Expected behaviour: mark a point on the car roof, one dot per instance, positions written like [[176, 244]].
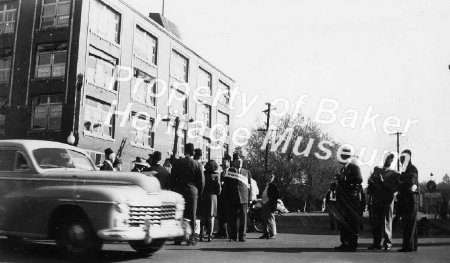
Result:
[[36, 144]]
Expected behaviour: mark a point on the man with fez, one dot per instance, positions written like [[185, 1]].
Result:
[[237, 190], [189, 181], [349, 182]]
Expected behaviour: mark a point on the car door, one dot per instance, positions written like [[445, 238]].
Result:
[[15, 174]]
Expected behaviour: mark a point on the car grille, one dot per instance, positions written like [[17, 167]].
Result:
[[155, 214]]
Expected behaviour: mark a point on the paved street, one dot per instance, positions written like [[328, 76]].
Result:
[[302, 238]]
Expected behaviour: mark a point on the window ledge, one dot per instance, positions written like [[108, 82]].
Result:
[[151, 64], [142, 146], [104, 39], [90, 134], [102, 88], [52, 28], [62, 78], [143, 103]]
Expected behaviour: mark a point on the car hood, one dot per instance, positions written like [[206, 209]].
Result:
[[148, 182]]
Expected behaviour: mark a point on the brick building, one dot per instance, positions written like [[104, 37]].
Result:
[[59, 60]]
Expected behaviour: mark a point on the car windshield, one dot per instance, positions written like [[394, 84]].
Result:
[[49, 158]]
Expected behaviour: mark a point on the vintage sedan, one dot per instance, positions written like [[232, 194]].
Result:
[[50, 190]]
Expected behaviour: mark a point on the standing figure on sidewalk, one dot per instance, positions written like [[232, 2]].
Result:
[[348, 199], [382, 185], [331, 205], [269, 200], [208, 203], [223, 211], [189, 181], [408, 199], [237, 190]]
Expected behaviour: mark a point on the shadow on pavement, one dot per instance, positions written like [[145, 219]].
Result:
[[48, 252]]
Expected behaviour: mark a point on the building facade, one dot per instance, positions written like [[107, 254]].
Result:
[[92, 68]]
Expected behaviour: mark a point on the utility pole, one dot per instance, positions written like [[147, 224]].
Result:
[[267, 112], [398, 149]]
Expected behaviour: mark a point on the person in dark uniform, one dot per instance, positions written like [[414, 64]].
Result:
[[110, 157], [331, 206], [208, 202], [237, 190], [189, 181], [139, 165], [382, 185], [349, 182], [223, 213], [161, 172], [408, 200]]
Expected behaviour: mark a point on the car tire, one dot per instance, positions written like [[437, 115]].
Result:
[[147, 249], [76, 238]]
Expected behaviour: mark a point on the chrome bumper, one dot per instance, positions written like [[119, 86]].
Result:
[[167, 229]]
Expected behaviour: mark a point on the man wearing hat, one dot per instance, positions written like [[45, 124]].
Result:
[[161, 172], [110, 157], [237, 189], [348, 191], [189, 181], [139, 165]]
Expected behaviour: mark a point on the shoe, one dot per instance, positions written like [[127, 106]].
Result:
[[374, 247]]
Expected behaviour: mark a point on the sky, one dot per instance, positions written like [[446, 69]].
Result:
[[392, 56]]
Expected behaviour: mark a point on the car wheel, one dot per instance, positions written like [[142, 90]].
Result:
[[76, 238], [258, 226], [147, 249]]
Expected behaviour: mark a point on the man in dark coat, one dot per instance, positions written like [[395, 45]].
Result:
[[237, 190], [348, 195], [408, 200], [108, 164], [161, 172], [189, 181], [270, 198], [222, 208]]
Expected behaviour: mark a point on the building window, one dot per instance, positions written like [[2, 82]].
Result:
[[177, 107], [47, 111], [55, 13], [95, 114], [145, 46], [179, 66], [205, 147], [105, 21], [204, 80], [51, 60], [142, 130], [225, 149], [223, 119], [182, 135], [101, 69], [224, 99], [204, 114], [3, 105], [5, 64], [8, 12], [143, 92]]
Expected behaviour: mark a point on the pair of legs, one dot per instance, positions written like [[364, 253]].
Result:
[[269, 224], [382, 225], [238, 213], [209, 224]]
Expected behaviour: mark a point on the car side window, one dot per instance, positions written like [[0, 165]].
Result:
[[7, 160], [21, 162]]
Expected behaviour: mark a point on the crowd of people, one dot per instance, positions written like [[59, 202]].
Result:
[[345, 202], [209, 194]]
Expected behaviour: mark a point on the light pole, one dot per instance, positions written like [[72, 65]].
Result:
[[176, 126]]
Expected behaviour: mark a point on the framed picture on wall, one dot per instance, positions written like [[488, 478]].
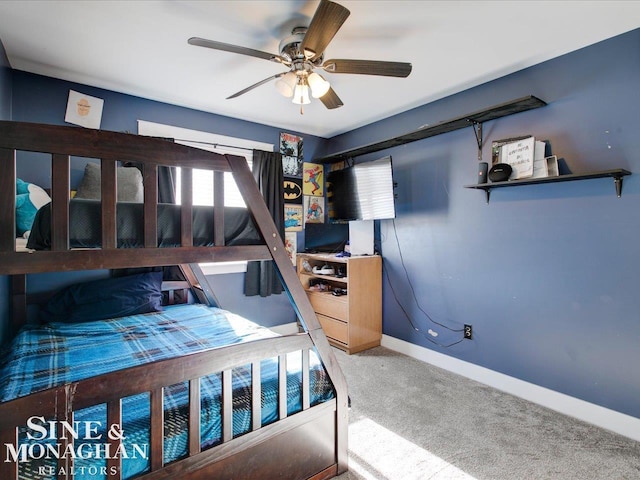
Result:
[[292, 217], [313, 179], [313, 209], [84, 110]]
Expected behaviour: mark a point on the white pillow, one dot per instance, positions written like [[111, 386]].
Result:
[[129, 181]]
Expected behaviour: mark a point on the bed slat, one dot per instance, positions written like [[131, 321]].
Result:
[[194, 416], [7, 199], [282, 386], [114, 417], [256, 396], [157, 430], [305, 379], [218, 208], [108, 202], [8, 470], [227, 405], [60, 202], [186, 218], [150, 187]]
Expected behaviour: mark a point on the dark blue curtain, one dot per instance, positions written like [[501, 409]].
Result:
[[261, 277]]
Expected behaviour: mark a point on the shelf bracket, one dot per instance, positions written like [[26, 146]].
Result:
[[617, 180], [477, 129]]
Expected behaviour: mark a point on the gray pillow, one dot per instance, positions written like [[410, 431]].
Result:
[[129, 181]]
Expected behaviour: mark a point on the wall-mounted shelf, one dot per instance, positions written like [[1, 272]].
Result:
[[616, 174], [473, 119]]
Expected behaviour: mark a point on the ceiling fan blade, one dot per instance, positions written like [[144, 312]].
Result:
[[227, 47], [261, 82], [368, 67], [325, 23], [331, 100]]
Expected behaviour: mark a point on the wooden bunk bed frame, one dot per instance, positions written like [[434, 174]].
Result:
[[308, 444]]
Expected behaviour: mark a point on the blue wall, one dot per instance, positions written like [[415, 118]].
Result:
[[5, 85], [43, 100], [5, 114], [547, 275]]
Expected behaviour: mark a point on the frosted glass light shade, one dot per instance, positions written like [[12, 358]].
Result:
[[301, 95], [286, 84], [319, 86]]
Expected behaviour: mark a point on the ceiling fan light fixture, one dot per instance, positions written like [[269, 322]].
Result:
[[319, 86], [286, 84], [301, 94]]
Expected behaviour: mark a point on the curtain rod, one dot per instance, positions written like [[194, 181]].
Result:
[[214, 144]]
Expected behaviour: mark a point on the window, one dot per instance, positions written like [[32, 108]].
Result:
[[203, 179]]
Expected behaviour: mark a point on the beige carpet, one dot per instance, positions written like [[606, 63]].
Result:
[[410, 420]]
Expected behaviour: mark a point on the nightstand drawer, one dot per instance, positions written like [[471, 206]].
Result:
[[329, 305], [334, 328]]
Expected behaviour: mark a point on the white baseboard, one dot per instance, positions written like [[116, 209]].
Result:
[[588, 412]]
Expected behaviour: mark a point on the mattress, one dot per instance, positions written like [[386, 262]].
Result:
[[85, 228], [44, 356]]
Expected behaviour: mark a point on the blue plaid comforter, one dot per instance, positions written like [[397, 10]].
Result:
[[45, 356]]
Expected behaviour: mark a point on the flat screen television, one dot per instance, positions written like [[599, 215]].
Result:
[[364, 191]]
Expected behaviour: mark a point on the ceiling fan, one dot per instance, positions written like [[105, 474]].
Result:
[[303, 52]]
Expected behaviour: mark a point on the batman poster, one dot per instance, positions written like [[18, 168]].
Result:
[[292, 190]]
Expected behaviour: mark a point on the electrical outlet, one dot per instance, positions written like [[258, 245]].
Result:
[[468, 331]]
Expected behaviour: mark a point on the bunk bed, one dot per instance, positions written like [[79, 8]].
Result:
[[207, 396]]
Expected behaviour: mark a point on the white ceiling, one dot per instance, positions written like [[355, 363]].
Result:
[[140, 48]]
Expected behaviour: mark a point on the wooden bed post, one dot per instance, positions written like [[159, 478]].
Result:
[[18, 302]]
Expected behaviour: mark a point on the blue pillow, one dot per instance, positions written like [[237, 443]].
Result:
[[108, 298], [29, 198]]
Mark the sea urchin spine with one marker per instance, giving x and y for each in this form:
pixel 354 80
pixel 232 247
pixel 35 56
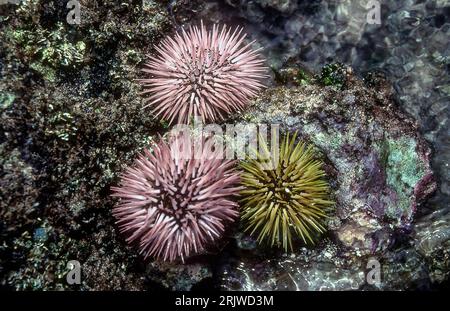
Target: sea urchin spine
pixel 202 73
pixel 173 204
pixel 290 197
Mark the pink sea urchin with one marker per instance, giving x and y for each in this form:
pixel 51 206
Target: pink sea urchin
pixel 172 203
pixel 202 73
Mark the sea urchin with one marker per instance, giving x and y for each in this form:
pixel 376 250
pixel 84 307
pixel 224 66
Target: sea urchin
pixel 288 195
pixel 172 203
pixel 202 73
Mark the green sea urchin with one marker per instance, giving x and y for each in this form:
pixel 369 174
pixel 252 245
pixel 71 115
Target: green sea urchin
pixel 284 195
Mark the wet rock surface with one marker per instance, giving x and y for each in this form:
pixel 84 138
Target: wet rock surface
pixel 71 120
pixel 379 170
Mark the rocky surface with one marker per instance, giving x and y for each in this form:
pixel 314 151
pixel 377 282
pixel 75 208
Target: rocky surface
pixel 71 121
pixel 379 169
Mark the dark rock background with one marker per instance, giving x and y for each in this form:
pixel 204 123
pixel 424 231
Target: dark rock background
pixel 71 120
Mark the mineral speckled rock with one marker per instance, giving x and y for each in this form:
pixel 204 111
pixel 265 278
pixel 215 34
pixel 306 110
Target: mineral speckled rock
pixel 379 168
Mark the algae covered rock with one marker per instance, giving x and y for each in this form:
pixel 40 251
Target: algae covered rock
pixel 379 169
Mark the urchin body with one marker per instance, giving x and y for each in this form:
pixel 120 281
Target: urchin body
pixel 202 73
pixel 286 196
pixel 174 204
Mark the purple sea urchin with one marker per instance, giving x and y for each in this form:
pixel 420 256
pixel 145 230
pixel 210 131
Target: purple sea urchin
pixel 288 195
pixel 172 203
pixel 202 73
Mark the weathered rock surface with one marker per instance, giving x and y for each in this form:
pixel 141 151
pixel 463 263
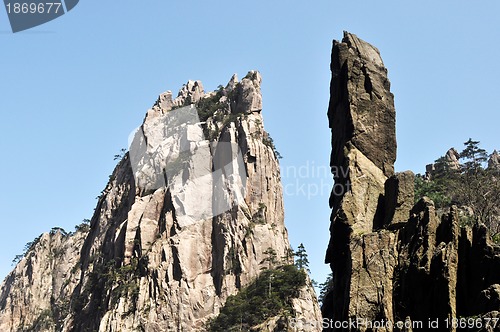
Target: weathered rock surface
pixel 162 252
pixel 392 260
pixel 494 161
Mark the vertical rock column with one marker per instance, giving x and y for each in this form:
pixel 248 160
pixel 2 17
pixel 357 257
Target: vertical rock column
pixel 362 119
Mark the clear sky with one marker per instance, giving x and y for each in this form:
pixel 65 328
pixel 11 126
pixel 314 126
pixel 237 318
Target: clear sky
pixel 72 90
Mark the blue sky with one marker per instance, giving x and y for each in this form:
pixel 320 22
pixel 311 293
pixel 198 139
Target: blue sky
pixel 72 90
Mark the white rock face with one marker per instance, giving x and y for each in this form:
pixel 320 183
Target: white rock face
pixel 183 223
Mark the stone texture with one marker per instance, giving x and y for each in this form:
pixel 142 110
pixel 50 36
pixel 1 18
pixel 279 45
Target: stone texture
pixel 494 161
pixel 145 265
pixel 361 106
pixel 392 260
pixel 399 197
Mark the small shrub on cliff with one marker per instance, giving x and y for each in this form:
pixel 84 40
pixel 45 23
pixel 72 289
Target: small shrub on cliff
pixel 268 296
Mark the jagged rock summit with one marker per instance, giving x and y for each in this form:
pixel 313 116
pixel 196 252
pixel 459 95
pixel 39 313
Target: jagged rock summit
pixel 162 251
pixel 392 260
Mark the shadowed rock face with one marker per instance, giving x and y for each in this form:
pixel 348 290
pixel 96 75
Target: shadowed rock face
pixel 361 109
pixel 145 264
pixel 392 260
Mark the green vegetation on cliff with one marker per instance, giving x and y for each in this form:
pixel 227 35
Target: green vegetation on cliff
pixel 268 296
pixel 467 183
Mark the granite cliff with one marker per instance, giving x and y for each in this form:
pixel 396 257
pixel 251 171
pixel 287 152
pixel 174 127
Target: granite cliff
pixel 187 220
pixel 393 260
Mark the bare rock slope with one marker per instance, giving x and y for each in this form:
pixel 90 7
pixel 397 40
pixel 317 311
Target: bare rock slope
pixel 393 261
pixel 183 223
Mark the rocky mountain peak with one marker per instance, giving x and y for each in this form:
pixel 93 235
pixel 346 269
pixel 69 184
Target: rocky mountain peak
pixel 494 160
pixel 361 109
pixel 190 216
pixel 393 260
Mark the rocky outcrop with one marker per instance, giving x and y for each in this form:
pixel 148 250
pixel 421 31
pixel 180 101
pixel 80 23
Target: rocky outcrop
pixel 494 161
pixel 183 223
pixel 393 261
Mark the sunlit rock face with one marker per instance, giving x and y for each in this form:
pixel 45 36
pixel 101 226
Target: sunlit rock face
pixel 182 224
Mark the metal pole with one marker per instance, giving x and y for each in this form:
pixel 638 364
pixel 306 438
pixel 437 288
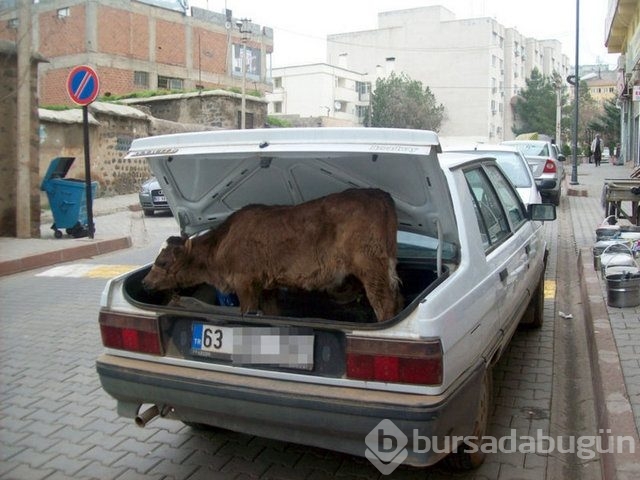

════════════════════

_Esercizio proposto:_
Riscrivi per intero le righe delle voci partendo da quella che contiene "Expected behaviour: mark a point on the building facade, one" e arrivando a quella che contiene "198], [222, 208]]", entrambe incluse, e ridimensiona solo le coordinate delle risposte moltiplicandole per 1,75 e arrotondandole all'intero più vicino, con le metà per eccesso. Lascia invariato tutto il resto di quelle righe e non riportare nient'altro.

_Soluzione:_
Expected behaviour: mark a point on the building facade, one dot per instance, positions written like [[107, 254]].
Result:
[[161, 119]]
Expected behaviour: mark a point on the utility pole, one dot per instance, positions written like [[147, 224]].
Result:
[[467, 196], [697, 261]]
Expected behaviour: mark a point on the person in dark uniform, one dot per instance, positions written like [[414, 64]].
Result:
[[193, 275], [579, 361], [364, 354], [415, 333], [331, 317], [243, 289], [669, 324], [611, 319], [390, 373], [282, 301], [714, 350]]
Expected behaviour: mark a point on the car tire, one dot per instance, positions written like [[437, 115]].
Result:
[[257, 436], [133, 417]]
Expected behaviour: mark a point on the chrome bumper, one dot per instance, positions written like [[119, 86]].
Result:
[[292, 401]]
Expected behaviour: mark a point on the man wearing hat, one dot per instance, positions written like [[45, 124]].
Result:
[[282, 301], [193, 275], [415, 331], [609, 334], [331, 317], [243, 289]]
Expected behaviour: mark a point on the shoe, one dot per instance, positions written like [[127, 106]].
Result:
[[655, 432]]
Expected behaviour: mark a point on the sky, one dot per instance, positions written like [[446, 69]].
Result:
[[686, 98]]
Expected behaviour: mark a point on the car wheel, one dot per instance, positions written like [[142, 90]].
Result:
[[133, 417], [452, 396], [257, 436]]
Expected behaviour: mark a point on the man in dark coat, one dot per instance, positions written like [[395, 45]].
Result:
[[415, 333], [609, 341], [714, 350], [189, 287], [282, 301], [331, 317], [473, 347], [389, 364]]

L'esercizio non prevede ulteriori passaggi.